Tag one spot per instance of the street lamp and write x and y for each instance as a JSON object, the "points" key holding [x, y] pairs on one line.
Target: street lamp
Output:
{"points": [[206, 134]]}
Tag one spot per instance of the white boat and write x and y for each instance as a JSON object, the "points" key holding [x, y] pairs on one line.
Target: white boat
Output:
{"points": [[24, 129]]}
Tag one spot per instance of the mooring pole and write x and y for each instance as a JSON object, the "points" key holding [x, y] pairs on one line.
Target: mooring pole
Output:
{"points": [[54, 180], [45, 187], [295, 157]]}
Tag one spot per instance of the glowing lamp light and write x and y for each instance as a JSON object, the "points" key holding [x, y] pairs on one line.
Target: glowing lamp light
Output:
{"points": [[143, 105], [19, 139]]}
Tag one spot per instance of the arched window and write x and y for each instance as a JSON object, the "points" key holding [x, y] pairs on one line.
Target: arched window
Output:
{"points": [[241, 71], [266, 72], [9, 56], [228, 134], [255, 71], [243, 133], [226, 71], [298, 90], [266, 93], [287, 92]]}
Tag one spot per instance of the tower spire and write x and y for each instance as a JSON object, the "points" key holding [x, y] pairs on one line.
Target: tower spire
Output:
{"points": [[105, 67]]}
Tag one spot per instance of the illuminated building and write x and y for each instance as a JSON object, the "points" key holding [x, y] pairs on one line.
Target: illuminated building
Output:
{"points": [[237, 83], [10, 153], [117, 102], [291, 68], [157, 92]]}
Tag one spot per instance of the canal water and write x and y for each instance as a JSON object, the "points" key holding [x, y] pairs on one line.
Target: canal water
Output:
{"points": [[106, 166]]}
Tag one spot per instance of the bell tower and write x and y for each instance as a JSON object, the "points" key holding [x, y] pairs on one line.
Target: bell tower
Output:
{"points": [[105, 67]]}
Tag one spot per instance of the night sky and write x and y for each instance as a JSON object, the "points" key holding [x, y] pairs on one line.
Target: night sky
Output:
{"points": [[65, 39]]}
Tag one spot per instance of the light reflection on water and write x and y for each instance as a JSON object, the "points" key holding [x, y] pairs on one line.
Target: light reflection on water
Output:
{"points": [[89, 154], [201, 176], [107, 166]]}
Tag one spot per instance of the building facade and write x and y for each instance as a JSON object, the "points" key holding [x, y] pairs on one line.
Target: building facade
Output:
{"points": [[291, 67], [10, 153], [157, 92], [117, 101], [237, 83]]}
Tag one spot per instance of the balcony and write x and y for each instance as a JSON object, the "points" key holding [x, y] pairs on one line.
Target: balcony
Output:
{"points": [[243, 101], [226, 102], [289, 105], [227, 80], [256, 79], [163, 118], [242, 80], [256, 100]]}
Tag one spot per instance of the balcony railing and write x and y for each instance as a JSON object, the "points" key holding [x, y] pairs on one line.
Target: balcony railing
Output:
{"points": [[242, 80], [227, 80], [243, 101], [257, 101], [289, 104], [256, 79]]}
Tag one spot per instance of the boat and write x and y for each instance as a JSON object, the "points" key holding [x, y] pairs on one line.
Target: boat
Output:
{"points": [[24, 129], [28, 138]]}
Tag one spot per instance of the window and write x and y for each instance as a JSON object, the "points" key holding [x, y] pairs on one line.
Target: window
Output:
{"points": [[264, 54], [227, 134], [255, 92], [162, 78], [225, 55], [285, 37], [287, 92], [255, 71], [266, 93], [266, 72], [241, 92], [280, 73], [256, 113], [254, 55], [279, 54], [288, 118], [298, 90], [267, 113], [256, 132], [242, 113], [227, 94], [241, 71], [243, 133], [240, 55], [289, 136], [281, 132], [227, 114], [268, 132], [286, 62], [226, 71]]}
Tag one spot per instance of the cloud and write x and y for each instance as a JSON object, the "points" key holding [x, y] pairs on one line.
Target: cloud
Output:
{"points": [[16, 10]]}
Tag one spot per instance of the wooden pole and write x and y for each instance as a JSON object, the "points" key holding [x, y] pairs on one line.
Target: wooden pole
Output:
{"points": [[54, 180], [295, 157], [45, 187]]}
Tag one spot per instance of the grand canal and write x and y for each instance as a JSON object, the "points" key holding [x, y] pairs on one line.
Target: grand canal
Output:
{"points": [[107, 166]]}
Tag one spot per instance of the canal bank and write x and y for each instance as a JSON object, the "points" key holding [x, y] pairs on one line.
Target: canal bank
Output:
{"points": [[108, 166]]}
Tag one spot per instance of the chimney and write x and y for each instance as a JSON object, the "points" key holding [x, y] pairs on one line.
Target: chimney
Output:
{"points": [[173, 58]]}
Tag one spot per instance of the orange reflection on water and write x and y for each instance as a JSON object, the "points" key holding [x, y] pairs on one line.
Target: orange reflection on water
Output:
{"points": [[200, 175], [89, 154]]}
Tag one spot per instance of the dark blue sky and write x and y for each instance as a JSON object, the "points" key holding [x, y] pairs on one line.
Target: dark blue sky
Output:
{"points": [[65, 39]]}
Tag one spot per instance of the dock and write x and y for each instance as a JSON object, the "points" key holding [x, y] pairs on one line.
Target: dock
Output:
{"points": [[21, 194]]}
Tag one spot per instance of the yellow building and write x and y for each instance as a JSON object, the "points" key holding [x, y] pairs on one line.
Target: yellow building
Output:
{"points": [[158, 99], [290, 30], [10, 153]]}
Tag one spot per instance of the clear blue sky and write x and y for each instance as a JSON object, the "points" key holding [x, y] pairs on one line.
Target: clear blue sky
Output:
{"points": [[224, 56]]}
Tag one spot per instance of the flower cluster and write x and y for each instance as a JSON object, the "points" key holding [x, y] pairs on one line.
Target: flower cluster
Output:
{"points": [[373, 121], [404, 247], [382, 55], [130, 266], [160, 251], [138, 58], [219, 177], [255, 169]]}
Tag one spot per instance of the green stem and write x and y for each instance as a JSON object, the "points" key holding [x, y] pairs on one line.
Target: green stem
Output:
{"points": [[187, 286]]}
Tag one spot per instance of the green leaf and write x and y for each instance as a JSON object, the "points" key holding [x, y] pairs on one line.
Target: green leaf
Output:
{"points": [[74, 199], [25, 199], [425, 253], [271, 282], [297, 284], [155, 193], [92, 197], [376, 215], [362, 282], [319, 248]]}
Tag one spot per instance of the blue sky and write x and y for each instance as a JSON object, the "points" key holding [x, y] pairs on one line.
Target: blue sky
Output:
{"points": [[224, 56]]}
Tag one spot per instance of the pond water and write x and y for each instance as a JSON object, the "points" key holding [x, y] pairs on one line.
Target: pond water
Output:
========
Task instructions:
Reproduce the whole listing above word for word, changing nothing.

Response to the exercise:
Tag one spot per instance of the street lamp and write x and y for each instance as a JSON object, the "points" key holding [x, y] pairs on one line.
Target: street lamp
Output:
{"points": [[206, 134]]}
Tag one spot per instance of the white boat and write x and y for each instance as a JSON object, the "points" key holding [x, y] pairs on one line.
Target: white boat
Output:
{"points": [[24, 129]]}
Tag one spot per instance of the mooring pole and write x and y for each instance as a JSON object, the "points" key holding [x, y] pairs on one line.
Target: mooring pole
Output:
{"points": [[54, 180], [45, 187], [295, 157]]}
Tag one spot per instance of the glowing lamp light and write x and y for each instance as a JSON object, the "points" key holding [x, y] pairs on one line.
Target: glowing lamp light
Output:
{"points": [[143, 105], [19, 139]]}
Tag one spot per instance of the arched window and write x and y for each instance as a JSON object, the "points" key holding [x, y] pairs on one line.
Target: arched window
Output:
{"points": [[241, 71], [266, 72], [9, 56], [228, 134], [255, 71], [243, 133], [226, 71], [298, 90], [266, 93], [287, 92]]}
Tag one spot per instance of the tower spire and write x and y for each instance as a JSON object, the "points" key holding [x, y] pairs on one line.
Target: tower spire
Output:
{"points": [[105, 67]]}
Tag one spot per instance of the illuminated building and write x and y for each instance as a JSON object, the "points" key holding [x, y] pairs on one line.
Target: illuminated building
Output:
{"points": [[237, 83], [10, 153], [117, 102], [291, 68], [157, 92]]}
Tag one spot per instance of the canal water and write x and y for each instance as a JSON object, the "points" key holding [x, y] pairs on one line.
Target: canal water
Output:
{"points": [[106, 166]]}
Tag one spot per instance of the bell tower and write x and y for each instance as a JSON object, the "points" key holding [x, y] pairs on one line.
Target: bell tower
Output:
{"points": [[105, 67]]}
Tag one spot per instance of the night sky and write x and y for each instance as a JSON object, the "points" key holding [x, y] pairs on one line.
Target: night sky
Output:
{"points": [[65, 39]]}
Tag one spot per instance of the light reflection on water and write x and y for each instance as a JSON object, the "points" key holding [x, y] pairs on one line.
Target: light reflection on water
Output:
{"points": [[89, 154], [201, 176], [107, 166]]}
Tag one spot per instance of the building facade and write x and y for each instance as a JSON object, the "points" key holding [x, y] pairs on one line.
Target: building facade
Output:
{"points": [[291, 67], [10, 153], [157, 92], [117, 101], [237, 83]]}
Tag one spot per instance of the balcony and write x and y for each instance as a JSON object, the "points" key holding [x, y] pairs on one line.
Target: balcony
Output:
{"points": [[243, 101], [226, 102], [289, 105], [227, 80], [256, 79], [163, 118], [242, 80], [256, 100]]}
Tag one spot per instance of the balcony railing and write x and y for each instance as a JSON object, the "points" key holding [x, y] pairs on one line.
Target: balcony railing
Output:
{"points": [[242, 80], [227, 80], [243, 101], [257, 101], [289, 104], [256, 79]]}
Tag one spot per instance of the boat and write x and y for each instance as a JSON object, the "points" key holding [x, y] pairs on one line.
Target: boat
Output:
{"points": [[24, 129], [28, 138]]}
Tag one spot per instance of the window and write x and y for each instance as a JSON object, the "points" key holding [x, y] pairs on one line.
Target: window
Output:
{"points": [[264, 54], [227, 134], [255, 92], [162, 78], [225, 55], [285, 37], [287, 92], [255, 71], [266, 93], [266, 72], [241, 92], [280, 73], [256, 113], [254, 55], [279, 54], [288, 118], [298, 90], [267, 113], [256, 132], [242, 113], [227, 94], [241, 71], [243, 133], [240, 55], [289, 136], [281, 132], [227, 114], [268, 132], [286, 62], [226, 71]]}
Tag one spot per instance of the cloud and write x and y for each instance as a JSON object, the "points" key holding [x, y] pairs on one line.
Target: cloud
Output:
{"points": [[16, 10]]}
Tag one spot per instance of the wooden pole and write x and y for each instance as a JSON object, the "points" key holding [x, y] pairs on one line.
Target: wooden pole
Output:
{"points": [[54, 180], [295, 157], [45, 187]]}
Tag one spot per instance of the grand canal and write x and y for each instance as a JSON object, the "points" key holding [x, y] pairs on one line.
Target: grand canal
Output:
{"points": [[107, 166]]}
Tag one spot per instance of the canal bank and write x and y for each instance as a JSON object, the "points" key holding [x, y] pairs on one line.
Target: canal bank
Output:
{"points": [[108, 166]]}
Tag one spot per instance of the chimney and write x and y for each instance as a JSON object, the "points" key holding [x, y] pairs on one line.
Target: chimney
Output:
{"points": [[173, 58]]}
Tag one spot per instance of the orange reflection on water and write x and y for each instance as a JSON object, the "points" key holding [x, y] pairs on one line.
Target: orange reflection on water
Output:
{"points": [[200, 175], [89, 154]]}
Tag one spot per instance of the dark blue sky and write x and y for each instance as a JSON object, the "points" key holding [x, y] pairs on one line.
Target: dark blue sky
Output:
{"points": [[65, 39]]}
Tag one spot per instance of the dock and write x and y for each instance as a JSON object, the "points" key holding [x, y] pairs on one line.
Target: dock
Output:
{"points": [[21, 194]]}
Tag one spot per instance of the yellow building and write x and y for each instance as a JSON object, the "points" key holding [x, y] pairs on one line.
Target: yellow building
Output:
{"points": [[158, 99], [290, 30], [10, 153]]}
Tag one spot per instance of the clear blue sky and write x and y for each instance as a JSON object, the "points" key holding [x, y] pairs on one line.
Target: clear blue sky
Output:
{"points": [[224, 56]]}
Tag one spot per instance of the flower cluster and write x and y for each instance as a JSON object, the "points" key holding [x, y] pairs on one line.
Target: flower cluster
Output:
{"points": [[373, 121], [404, 247], [382, 55], [130, 266], [160, 251], [138, 58], [219, 177], [255, 169]]}
Tag one spot per instance of the green stem and write x and y for each instance as a JSON object, the "points" key holding [x, y] pairs on one line.
Target: green stem
Output:
{"points": [[187, 286]]}
Tag one spot per instance of the green leaf and write x and y for each instance as a JSON object, the "points" key holding [x, y] pairs on one line.
Target: green leaf
Output:
{"points": [[74, 199], [25, 199], [425, 253], [271, 282], [297, 284], [155, 193], [92, 197], [376, 215], [362, 282], [319, 248]]}
Tag one spot per instance of the blue sky and write x and y for each instance as a JSON object, the "points" key holding [x, y] pairs on one line.
Target: blue sky
Output:
{"points": [[224, 56]]}
Tag one spot per instance of the pond water and write x and y for each instance as a JSON object, the "points" key holding [x, y] pairs on one line.
Target: pond water
Output:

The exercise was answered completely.